Data to use below:
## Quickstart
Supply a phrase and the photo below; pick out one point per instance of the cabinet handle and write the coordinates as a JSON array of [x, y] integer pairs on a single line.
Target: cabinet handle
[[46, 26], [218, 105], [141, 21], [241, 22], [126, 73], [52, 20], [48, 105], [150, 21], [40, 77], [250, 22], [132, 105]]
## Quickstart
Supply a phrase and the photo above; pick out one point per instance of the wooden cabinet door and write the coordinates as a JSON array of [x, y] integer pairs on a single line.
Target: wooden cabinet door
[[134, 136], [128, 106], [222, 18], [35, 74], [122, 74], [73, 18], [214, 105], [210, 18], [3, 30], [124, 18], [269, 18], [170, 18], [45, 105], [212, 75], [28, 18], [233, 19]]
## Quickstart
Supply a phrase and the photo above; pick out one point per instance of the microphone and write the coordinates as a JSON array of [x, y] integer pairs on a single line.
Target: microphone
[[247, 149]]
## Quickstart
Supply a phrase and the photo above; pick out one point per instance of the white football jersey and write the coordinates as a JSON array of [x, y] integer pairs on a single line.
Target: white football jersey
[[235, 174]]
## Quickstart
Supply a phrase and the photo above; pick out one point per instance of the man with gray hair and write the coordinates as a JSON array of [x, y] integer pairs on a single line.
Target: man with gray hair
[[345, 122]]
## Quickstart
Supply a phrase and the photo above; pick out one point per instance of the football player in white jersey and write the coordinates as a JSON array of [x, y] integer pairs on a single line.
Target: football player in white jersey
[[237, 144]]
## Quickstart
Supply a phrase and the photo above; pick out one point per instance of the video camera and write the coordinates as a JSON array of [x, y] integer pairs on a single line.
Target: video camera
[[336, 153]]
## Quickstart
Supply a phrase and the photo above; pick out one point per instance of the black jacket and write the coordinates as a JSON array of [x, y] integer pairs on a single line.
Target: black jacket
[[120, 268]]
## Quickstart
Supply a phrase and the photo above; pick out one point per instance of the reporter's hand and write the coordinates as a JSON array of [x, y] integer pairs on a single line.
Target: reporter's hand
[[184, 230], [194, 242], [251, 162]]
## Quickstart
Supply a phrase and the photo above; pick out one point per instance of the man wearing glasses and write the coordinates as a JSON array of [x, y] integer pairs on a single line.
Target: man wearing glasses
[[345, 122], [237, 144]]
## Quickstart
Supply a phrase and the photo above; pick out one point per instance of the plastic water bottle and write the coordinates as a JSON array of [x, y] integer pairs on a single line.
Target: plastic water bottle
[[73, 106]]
End of Data to use.
◆ Goal of the exercise
Lines from the start of the entries through the one containing "Supply a phrase and the photo below;" are to be set down again exactly, both ends included.

◆ Solution to this exercise
## Quickstart
Supply a phrase and the photo below; pick out one point per instance of the cabinet handle and write the coordinates as a JSON array of [x, y] integer pairs on a single line.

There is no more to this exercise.